START Information provided
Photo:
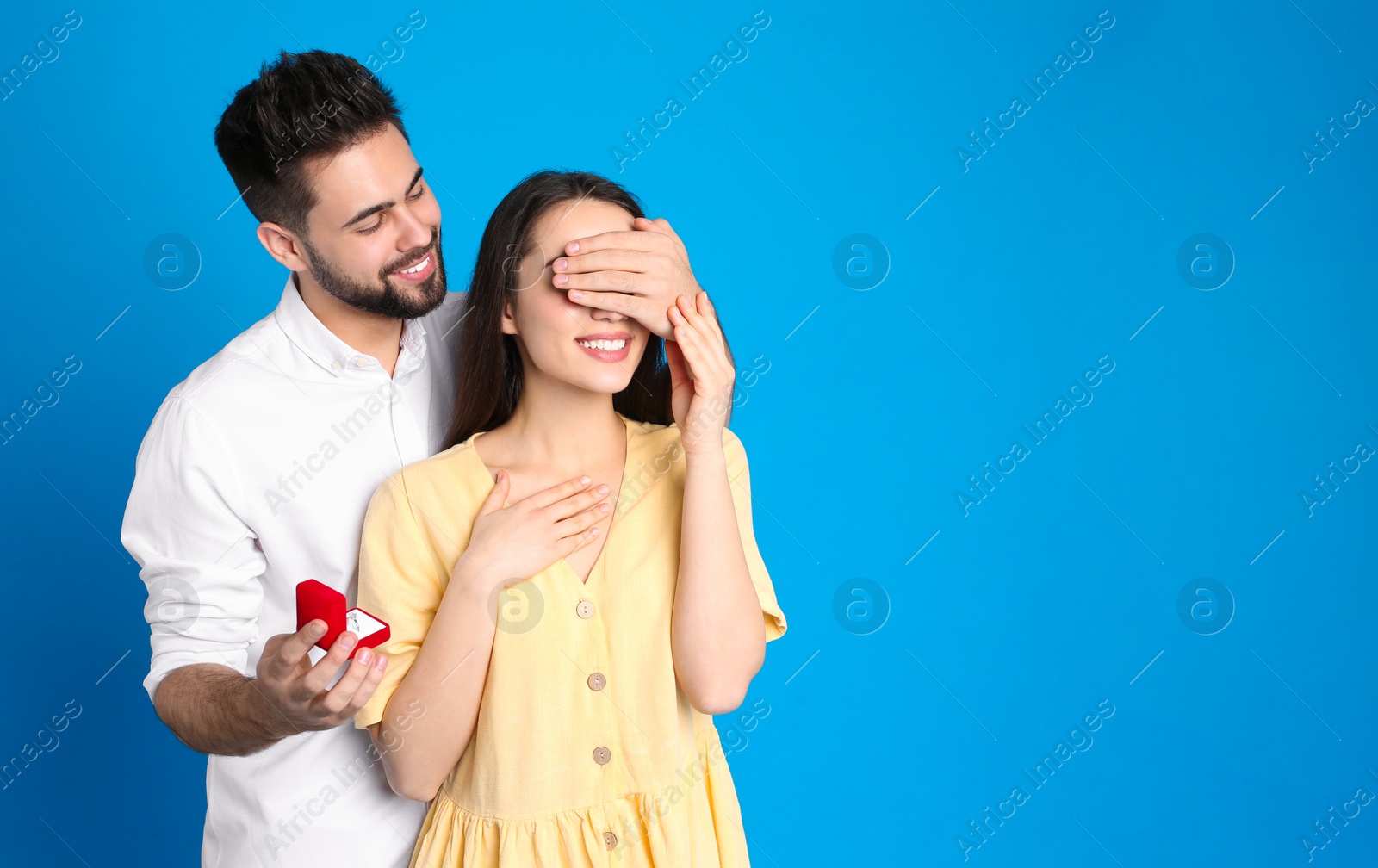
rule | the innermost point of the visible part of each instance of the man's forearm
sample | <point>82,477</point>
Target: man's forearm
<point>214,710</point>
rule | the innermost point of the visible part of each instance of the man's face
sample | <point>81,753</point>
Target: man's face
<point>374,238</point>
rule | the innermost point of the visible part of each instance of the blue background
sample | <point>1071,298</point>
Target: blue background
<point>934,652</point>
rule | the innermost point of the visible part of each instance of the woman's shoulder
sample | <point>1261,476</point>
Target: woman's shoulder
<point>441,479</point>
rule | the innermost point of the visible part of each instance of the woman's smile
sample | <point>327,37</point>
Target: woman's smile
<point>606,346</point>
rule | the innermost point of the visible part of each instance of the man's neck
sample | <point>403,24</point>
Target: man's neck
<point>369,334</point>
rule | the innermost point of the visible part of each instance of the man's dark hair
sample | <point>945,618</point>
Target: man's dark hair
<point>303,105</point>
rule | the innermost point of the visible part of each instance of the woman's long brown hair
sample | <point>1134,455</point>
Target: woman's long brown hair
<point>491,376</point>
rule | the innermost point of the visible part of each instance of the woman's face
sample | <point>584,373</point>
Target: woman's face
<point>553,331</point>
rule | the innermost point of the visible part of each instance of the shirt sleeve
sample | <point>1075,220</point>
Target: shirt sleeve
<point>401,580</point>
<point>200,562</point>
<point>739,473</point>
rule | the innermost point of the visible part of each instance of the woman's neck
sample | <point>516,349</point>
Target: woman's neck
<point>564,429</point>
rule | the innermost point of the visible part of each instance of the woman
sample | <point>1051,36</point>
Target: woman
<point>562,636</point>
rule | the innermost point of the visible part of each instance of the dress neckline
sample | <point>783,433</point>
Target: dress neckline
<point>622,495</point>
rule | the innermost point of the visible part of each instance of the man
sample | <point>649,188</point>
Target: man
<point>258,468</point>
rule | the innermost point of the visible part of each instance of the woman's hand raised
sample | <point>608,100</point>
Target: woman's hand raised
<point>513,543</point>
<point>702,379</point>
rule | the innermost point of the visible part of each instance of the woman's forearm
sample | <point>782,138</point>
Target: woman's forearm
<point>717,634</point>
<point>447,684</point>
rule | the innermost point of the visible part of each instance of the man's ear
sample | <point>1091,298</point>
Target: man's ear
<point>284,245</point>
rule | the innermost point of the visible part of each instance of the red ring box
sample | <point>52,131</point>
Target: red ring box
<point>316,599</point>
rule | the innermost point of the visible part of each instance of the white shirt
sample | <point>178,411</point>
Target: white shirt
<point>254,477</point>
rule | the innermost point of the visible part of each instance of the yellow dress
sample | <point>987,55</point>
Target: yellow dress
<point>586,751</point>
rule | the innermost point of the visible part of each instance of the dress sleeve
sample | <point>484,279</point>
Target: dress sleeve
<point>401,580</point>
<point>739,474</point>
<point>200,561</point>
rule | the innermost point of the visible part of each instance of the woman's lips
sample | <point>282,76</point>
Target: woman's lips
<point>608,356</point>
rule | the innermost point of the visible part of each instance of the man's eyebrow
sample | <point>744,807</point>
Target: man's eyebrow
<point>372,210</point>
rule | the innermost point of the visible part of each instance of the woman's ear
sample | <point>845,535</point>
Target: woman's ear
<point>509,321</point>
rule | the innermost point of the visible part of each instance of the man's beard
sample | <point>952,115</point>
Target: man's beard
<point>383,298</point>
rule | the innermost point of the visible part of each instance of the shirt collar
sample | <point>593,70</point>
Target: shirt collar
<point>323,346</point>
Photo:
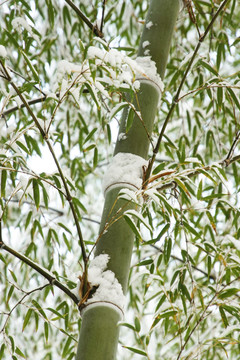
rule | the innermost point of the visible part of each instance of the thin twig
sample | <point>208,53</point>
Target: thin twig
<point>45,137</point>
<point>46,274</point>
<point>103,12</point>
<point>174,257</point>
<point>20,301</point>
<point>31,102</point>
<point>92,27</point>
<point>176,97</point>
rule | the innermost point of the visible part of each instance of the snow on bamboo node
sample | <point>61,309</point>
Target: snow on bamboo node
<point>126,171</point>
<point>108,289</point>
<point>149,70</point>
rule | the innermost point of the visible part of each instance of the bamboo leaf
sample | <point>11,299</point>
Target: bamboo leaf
END Information provided
__What to work on__. Copy every line of the records above word for word, leaving out the pictures.

__Response below__.
Photo:
rule | the innermost point of the visible part of each instance of the man's forearm
sample | <point>82,477</point>
Target: man's forearm
<point>214,710</point>
rule | the innermost point of the visible part of each instance of the man's face
sample | <point>81,753</point>
Target: man's face
<point>374,238</point>
rule | the innermost point of the visible part of each instance of the blue background
sample | <point>1071,298</point>
Target: blue background
<point>934,652</point>
rule | the innermost point of the visible part of each instance of the woman's shoulder
sample | <point>1261,476</point>
Target: woman's shoulder
<point>441,479</point>
rule | the innermost point of the visible part of each instance of the woman's smile
sample | <point>327,37</point>
Target: woman's smile
<point>606,346</point>
rule | the innermost point of the visible part of each instance of the man's neck
sample | <point>403,24</point>
Target: man's neck
<point>369,334</point>
rule | the innermost point of the visible part of each instance of the man's dark hair
sample | <point>945,618</point>
Target: man's dark hair
<point>303,105</point>
rule | the innermost point of the visible part of each instance of the woman's long brown hair
sample | <point>1134,455</point>
Target: woman's long brown hair
<point>491,376</point>
rule | the innermost point of the visible part of each instance of the woman's face
sample | <point>584,373</point>
Target: woman's face
<point>553,331</point>
rule | the innermost point of the visible part of each instance of the shirt sleeve
sample | <point>1075,220</point>
Target: shirt sleeve
<point>401,580</point>
<point>200,562</point>
<point>739,473</point>
rule | the innermost point of the visible part of each instance of the woman's neck
sample | <point>516,349</point>
Target: woman's neck
<point>564,429</point>
rule | the innermost point of the visible part of each instance of the woman
sample | <point>1051,36</point>
Target: woman
<point>562,636</point>
rule | the innermost point of the visible part of each instance of the dress neckline
sample | <point>783,433</point>
Target: dress neckline
<point>622,495</point>
rule | the innermost point of the visible part of each instance of the man
sample | <point>649,188</point>
Target: man
<point>258,468</point>
rule | the innermost point of the visible part of each instance of the woman's hand raised
sample | <point>608,100</point>
Target: woman's hand raised
<point>513,543</point>
<point>702,379</point>
rule | the innermost point of the visible part of each instance of the woman's forearm
sample | <point>782,138</point>
Target: woman's forearm
<point>717,634</point>
<point>447,684</point>
rule | the innermost point of the visible part of each instance of the man's ear
sample | <point>1091,298</point>
Target: man's ear
<point>284,245</point>
rule | the innermost point of the visible part of each instance of the red ring box
sample | <point>52,131</point>
Target: red ring box
<point>316,599</point>
rule | the innermost point of the visible part of each instance of the white shirt
sample | <point>178,411</point>
Target: white shirt
<point>254,477</point>
rule | the innermost point of the visible part of each instance of the yellow dress
sample | <point>987,55</point>
Target: yellow dress
<point>586,751</point>
rule | the innermost point of the visible part of each instance of the dress sleeve
sample | <point>484,279</point>
Target: dress sleeve
<point>401,580</point>
<point>739,474</point>
<point>200,561</point>
rule | the innermost point of the visible part of each instance of the woman's lips
sample | <point>282,76</point>
Target: woman's lips
<point>608,356</point>
rule | the innermost point of the visible part of each instance of the man's eyebrow
sample | <point>744,807</point>
Target: man's eyebrow
<point>372,210</point>
rule | the innermost point of the visible part of each instance of the woman's ear
sample | <point>845,535</point>
Target: woman's ear
<point>509,321</point>
rule | the innermost point of the visible part of each instance of the man's beard
sample | <point>952,115</point>
Target: man's beard
<point>383,298</point>
rule | the innermost point of the visible part of each instance of the shirt collar
sample | <point>593,70</point>
Target: shirt collar
<point>323,346</point>
Photo:
rule | the innermost point of the visible part of each instance of the thin twig
sample | <point>208,53</point>
Target: thin twig
<point>45,137</point>
<point>46,274</point>
<point>103,12</point>
<point>174,257</point>
<point>20,301</point>
<point>31,102</point>
<point>92,27</point>
<point>176,97</point>
rule | the innermost point of the visible part of each instance of the snow on bamboo node
sample | <point>61,309</point>
Target: snow on bamboo node
<point>126,171</point>
<point>108,289</point>
<point>149,70</point>
rule | the innermost point of the visible part of each instance of the bamboo leaf
sample | <point>11,299</point>
Target: bamboo leaf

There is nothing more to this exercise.